EXERCISE DETAILS
Quote every line of the records below verbatim, omitting the pictures.

STORED ROWS
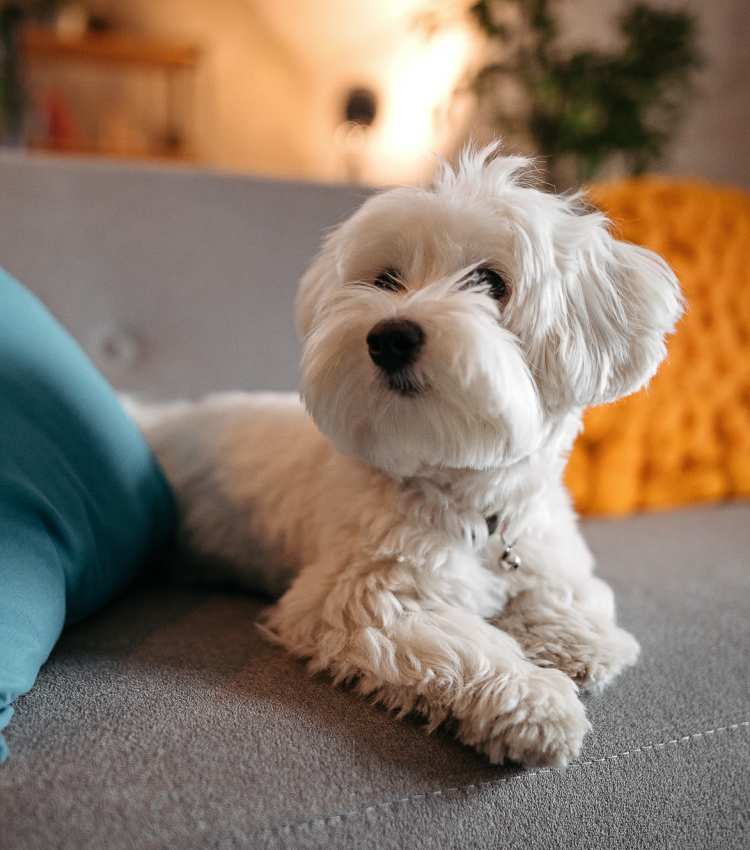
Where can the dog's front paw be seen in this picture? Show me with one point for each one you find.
(538, 721)
(596, 663)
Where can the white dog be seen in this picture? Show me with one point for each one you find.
(417, 524)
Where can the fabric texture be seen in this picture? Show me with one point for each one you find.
(82, 501)
(186, 729)
(686, 438)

SOLUTION TO THE EXERCISE
Where can the dog's front paw be seen in this picture? Show me with one point for each one you find.
(538, 721)
(596, 663)
Where can the white dog be seen in this picture? Show me with one point for each one you find.
(417, 524)
Where can the fabric texture be seen in this picture? Show me with one point for each one you find.
(82, 501)
(186, 729)
(686, 438)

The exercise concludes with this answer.